───── SUPPLIED TEXT ─────
Posted by: madeleine | 29 July 2006 at 01:41
I completely agree with your writing, even though having your own 2 cents is not always about agreeing.
Found myself (as always) drawn into the history of your writing, the stories you share, I love reading your blog.
-Aly
Posted by: Aly | 29 July 2006 at 01:30
oh girl.... you sure can write... I love to
read your pieces.. thanks !
Posted by: diana | 29 July 2006 at 00:35
You've learned something very important I think. And you also know the importance of sharing.
Posted by: Britt-Arnhild | 28 July 2006 at 22:31
Such a well-executed peice.
If people only understood that "Hollywood" and advertizers are using the younger looking people because that is the demographic they are interested in.
That's where they make the majority of their earnings, from 14 - 25 year olds.
Once you get a little older, you've got better things to do with your money than spend it willy nilly.
But instead, people allow the hammer to shape the hand.
Posted by: Josephine | 28 July 2006 at 21:30
of course we try to look our best.....but as
my Mom used to say "Physical Beauty is fleeting, inner beauty is eternal".
Glad you ditched the guy from Nashville. What happened to the art gallery owner?
Posted by: Gemma | 28 July 2006 at 20:13
A wonderful piece. I did so enjoy reading it. Of course you're right and I applaude you for it. Thank goodness I'm 41.
gigergal
Posted by: gigergal | 28 July 2006 at 19:49
I may have to nominate this for a Perfect Post, later. I loved it.
It's funny, because I am turning 34 in september, and it has sort of stunned me! And I have never been one to freak out about getting older! But I start to think I have not "done" enough, I'm looking old, I'm running out of time... Then, I am seeing my skin sag back to normal, as the swelling leaves my face. I actually looked younger, (although black and blue, lol) after this surgery. It was kind of nice to see my face sans lines, again. *sigh*
I always wanted to age with grace... I hope I can pull if off.
:)
───── ENTRIES PROVIDED ─────
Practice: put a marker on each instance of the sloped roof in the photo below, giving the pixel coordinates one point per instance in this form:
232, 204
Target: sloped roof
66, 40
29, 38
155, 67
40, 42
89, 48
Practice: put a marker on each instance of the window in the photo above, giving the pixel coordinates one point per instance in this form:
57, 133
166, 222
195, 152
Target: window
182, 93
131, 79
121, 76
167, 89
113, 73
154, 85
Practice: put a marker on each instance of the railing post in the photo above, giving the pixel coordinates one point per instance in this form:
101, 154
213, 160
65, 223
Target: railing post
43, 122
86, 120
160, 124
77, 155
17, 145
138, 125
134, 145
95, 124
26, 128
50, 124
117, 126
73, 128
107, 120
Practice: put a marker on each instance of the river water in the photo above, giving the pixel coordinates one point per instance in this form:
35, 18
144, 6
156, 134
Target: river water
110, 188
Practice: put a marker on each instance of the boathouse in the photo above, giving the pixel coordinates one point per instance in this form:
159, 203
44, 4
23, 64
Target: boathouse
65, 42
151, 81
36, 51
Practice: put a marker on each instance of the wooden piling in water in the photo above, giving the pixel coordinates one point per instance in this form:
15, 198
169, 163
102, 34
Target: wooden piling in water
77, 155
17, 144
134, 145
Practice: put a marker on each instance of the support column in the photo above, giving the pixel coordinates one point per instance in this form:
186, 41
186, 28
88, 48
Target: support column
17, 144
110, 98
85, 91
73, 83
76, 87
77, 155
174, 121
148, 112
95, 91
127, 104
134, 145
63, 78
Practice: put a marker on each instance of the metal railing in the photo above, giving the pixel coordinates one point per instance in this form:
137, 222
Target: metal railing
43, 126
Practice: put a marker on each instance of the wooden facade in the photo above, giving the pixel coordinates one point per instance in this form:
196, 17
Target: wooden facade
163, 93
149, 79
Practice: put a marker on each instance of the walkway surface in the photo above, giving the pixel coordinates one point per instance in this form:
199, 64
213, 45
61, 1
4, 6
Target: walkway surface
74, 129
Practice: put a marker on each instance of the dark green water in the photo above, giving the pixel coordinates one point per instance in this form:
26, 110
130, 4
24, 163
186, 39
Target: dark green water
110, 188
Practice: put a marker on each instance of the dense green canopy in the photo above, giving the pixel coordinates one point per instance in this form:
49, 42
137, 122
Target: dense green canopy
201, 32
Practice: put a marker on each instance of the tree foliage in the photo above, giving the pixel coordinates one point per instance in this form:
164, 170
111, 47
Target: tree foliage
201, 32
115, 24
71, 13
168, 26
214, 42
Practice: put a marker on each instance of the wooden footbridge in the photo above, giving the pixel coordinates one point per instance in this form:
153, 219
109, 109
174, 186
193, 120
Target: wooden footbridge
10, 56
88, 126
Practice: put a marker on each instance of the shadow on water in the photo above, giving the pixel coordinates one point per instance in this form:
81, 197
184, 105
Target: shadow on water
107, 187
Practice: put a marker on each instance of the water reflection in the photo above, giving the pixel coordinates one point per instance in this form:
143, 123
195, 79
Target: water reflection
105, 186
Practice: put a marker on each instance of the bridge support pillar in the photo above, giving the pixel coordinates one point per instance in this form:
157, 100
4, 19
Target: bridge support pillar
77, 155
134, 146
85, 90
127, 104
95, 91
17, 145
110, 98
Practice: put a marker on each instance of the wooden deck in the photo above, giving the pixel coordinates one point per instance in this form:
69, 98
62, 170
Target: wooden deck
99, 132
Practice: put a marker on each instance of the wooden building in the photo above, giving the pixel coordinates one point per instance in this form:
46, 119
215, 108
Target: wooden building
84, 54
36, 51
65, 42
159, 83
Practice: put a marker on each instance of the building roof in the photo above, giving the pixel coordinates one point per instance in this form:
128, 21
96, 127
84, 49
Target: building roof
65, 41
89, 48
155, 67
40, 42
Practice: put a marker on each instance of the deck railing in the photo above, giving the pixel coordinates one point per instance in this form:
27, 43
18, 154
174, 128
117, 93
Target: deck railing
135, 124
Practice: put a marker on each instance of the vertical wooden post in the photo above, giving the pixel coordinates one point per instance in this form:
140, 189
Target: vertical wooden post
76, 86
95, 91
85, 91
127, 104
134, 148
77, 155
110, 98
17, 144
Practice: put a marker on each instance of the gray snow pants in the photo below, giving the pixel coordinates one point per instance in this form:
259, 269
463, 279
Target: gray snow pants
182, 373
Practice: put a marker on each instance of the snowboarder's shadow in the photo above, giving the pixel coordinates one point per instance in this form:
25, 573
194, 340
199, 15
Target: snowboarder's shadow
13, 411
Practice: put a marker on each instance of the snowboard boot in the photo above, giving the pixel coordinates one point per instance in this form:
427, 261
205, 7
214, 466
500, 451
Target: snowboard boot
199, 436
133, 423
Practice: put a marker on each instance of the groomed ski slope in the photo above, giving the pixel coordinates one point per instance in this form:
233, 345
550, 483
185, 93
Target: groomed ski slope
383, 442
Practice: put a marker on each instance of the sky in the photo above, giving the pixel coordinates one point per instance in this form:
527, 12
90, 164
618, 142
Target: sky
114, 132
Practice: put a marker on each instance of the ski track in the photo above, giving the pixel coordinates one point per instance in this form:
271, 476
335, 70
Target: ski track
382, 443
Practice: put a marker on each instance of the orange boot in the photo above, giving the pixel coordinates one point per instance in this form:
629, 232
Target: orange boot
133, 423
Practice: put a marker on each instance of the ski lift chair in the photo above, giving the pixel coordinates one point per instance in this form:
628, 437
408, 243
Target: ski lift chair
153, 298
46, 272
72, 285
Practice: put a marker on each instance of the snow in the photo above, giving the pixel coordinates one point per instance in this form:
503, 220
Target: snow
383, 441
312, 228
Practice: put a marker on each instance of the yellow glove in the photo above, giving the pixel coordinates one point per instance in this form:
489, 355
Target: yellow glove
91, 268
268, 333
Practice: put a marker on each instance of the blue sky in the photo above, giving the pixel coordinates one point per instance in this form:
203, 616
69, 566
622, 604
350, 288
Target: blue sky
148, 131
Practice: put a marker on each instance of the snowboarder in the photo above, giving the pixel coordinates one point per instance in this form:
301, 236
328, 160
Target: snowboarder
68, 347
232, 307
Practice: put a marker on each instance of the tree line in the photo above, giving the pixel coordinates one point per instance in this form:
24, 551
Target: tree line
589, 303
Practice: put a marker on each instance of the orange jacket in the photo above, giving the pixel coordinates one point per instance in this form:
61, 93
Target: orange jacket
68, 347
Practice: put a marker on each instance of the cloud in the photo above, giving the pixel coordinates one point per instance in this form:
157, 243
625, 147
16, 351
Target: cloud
─────
## PROBLEMS TO SOLVE:
1. In the comment thread, why does Josephine say Hollywood and advertisers use younger-looking people?
2. Condense the paragraph of the comment thread that begins "It's funny, because I am turning 34" into two or three sentences, keeping its main facts.
3. In the comment thread, what saying does Gemma quote from her mom?

## RESPONSES:
1. According to Josephine, that is the demographic they are interested in, because they make most of their earnings from 14 to 25 year olds. She adds that once people get a little older, they have better things to do with their money than spend it willy nilly.

2. Turning 34 in September has stunned the writer, who had never worried about getting older but now fears not having done enough, looking old and running out of time. After surgery, the writer's face looked younger and free of lines, though black and blue. Now the skin is sagging back to normal as the swelling leaves.

3. "Physical Beauty is fleeting, inner beauty is eternal."